> _Texto para leitura_

Sintomas que chamam atenção

A demência gera uma incapacidade cognitiva que se caracteriza por três principais sintomas, conforme Rosiley destaca: o declínio funcional, o declínio cognitivo e as alterações de comportamento. No primeiro caso, a pessoa passa a ter dificuldades em realizar coisas que antes conseguia fazer bem, como dificuldade na administração financeira, erros ou atrasos em alguns compromissos. Já no declínio cognitivo, existe uma alteração nas funções cognitivas como memória, atenção, função executiva, surgindo sintomas de esquecimentos mais frequentes, dificuldade na organização das coisas e desatenção. Por fim, as alterações de comportamento fazem com que as pessoas mudem o jeito de ser, tornando-se, em vários casos, mais paradas ou mais agitadas, podendo também enfrentar quadros de ansiedade, depressão ou alterações de pensamento com ideias delirantes e alucinações.

(Entradas salvas)
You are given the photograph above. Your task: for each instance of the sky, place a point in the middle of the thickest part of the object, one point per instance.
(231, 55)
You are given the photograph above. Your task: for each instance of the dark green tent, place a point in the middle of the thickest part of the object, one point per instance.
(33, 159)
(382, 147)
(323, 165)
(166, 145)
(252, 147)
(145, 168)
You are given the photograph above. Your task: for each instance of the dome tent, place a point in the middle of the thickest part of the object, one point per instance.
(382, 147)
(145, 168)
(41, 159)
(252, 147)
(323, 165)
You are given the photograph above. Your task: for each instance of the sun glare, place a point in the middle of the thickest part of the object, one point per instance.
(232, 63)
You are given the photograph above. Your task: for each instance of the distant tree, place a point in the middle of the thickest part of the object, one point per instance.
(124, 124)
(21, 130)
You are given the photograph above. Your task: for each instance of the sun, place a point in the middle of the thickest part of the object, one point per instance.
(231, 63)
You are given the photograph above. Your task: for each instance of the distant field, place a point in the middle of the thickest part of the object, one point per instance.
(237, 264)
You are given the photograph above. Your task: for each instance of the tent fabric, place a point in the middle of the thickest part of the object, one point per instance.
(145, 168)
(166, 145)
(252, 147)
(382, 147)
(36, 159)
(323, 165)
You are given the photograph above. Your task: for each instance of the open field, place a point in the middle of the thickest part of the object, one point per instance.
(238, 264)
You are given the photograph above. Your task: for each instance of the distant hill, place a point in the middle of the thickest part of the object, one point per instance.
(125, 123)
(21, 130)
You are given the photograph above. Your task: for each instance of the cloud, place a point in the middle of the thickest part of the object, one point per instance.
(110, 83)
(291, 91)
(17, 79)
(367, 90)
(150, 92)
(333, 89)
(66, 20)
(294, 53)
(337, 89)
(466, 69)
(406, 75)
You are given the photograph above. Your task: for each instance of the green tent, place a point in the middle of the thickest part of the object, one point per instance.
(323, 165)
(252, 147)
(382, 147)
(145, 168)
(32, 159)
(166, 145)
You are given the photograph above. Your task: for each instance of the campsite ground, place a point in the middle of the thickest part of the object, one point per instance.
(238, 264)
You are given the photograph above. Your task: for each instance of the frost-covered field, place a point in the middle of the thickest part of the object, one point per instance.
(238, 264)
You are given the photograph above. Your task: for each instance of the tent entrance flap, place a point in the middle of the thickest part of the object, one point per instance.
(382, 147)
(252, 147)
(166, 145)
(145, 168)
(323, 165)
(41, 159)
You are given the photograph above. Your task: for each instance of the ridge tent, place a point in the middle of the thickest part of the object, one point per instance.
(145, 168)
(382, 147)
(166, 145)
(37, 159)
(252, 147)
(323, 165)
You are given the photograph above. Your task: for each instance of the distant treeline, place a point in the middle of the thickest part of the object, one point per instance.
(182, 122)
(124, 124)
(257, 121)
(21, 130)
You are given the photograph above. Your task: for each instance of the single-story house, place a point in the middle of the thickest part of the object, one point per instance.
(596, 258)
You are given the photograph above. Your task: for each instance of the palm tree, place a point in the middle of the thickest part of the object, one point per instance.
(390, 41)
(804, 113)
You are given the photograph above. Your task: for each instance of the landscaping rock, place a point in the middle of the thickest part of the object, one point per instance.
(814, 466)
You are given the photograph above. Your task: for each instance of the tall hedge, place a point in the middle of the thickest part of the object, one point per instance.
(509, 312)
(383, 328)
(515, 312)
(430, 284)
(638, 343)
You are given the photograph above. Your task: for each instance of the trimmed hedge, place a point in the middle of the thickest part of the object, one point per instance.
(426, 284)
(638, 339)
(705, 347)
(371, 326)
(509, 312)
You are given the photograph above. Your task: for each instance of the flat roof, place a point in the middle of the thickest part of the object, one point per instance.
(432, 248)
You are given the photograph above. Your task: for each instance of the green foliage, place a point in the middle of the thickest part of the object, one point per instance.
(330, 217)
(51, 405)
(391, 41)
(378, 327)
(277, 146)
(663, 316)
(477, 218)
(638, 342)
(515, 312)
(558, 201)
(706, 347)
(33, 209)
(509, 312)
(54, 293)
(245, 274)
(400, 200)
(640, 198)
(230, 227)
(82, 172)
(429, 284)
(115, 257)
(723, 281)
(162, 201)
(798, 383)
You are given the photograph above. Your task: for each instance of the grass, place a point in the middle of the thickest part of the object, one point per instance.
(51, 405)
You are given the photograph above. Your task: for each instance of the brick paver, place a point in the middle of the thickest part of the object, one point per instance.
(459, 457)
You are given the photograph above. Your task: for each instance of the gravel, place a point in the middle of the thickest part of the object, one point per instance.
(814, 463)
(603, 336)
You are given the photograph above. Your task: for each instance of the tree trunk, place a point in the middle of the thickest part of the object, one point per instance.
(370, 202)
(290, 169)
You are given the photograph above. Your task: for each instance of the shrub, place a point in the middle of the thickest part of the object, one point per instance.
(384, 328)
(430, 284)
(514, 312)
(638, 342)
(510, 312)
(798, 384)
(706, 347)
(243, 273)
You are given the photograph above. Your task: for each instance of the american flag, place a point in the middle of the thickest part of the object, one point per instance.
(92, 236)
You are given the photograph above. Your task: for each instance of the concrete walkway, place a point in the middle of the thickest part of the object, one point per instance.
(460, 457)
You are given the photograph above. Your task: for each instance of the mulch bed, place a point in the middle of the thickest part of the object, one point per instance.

> _Tarefa A_
Transcreva do texto sobre os sintomas da demência o trecho que começa nas palavras "A demência gera" e termina em "delirantes e alucinações.".
> _Tarefa B_
Escreva a continuação do texto sobre os sintomas da demência a partir do ponto em que ele termina.
Estes dados foram tirados de outra fonte.

> _Resposta A_
A demência gera uma incapacidade cognitiva que se caracteriza por três principais sintomas, conforme Rosiley destaca: o declínio funcional, o declínio cognitivo e as alterações de comportamento. No primeiro caso, a pessoa passa a ter dificuldades em realizar coisas que antes conseguia fazer bem, como dificuldade na administração financeira, erros ou atrasos em alguns compromissos. Já no declínio cognitivo, existe uma alteração nas funções cognitivas como memória, atenção, função executiva, surgindo sintomas de esquecimentos mais frequentes, dificuldade na organização das coisas e desatenção. Por fim, as alterações de comportamento fazem com que as pessoas mudem o jeito de ser, tornando-se, em vários casos, mais paradas ou mais agitadas, podendo também enfrentar quadros de ansiedade, depressão ou alterações de pensamento com ideias delirantes e alucinações.

> _Resposta B_
Ela destaca, ainda, que existem vários tipos de demência e diversas causas. Há inclusive causas reversíveis e irreversíveis para os pacientes. “Existe alguma causa orgânica que gera os sintomas de demência, mas que é possível ser corrigida. Aqui encontramos causas estruturais que geralmente são identificadas em exames de neuroimagem, como alguns tipos de tumor, sangramentos ou hidrocefalias. Algumas deficiências de vitaminas, alterações hormonais, doenças psiquiátricas e doenças infecciosas também podem gerar sintomas que se confundem com quadros demenciais”, detalha Rosiley. Por isso, todo paciente com quadro sugestivo de demência precisa passar por uma avaliação médica e exames que serão solicitados para excluir essas causas e adotar medidas específicas visando ao tratamento adequado. Já nas causas irreversíveis, que são a maior parte dos pacientes, a demência é causada por doenças neurológicas primárias associadas a quadro neurodegenerativos. “Não sabemos ainda exatamente qual fator leva uma pessoa a desenvolver doença de Alzheimer, demência frontotemporal, demência associada a parkinsonismo e outros quadros neurológicos que são, na verdade, multifatoriais.”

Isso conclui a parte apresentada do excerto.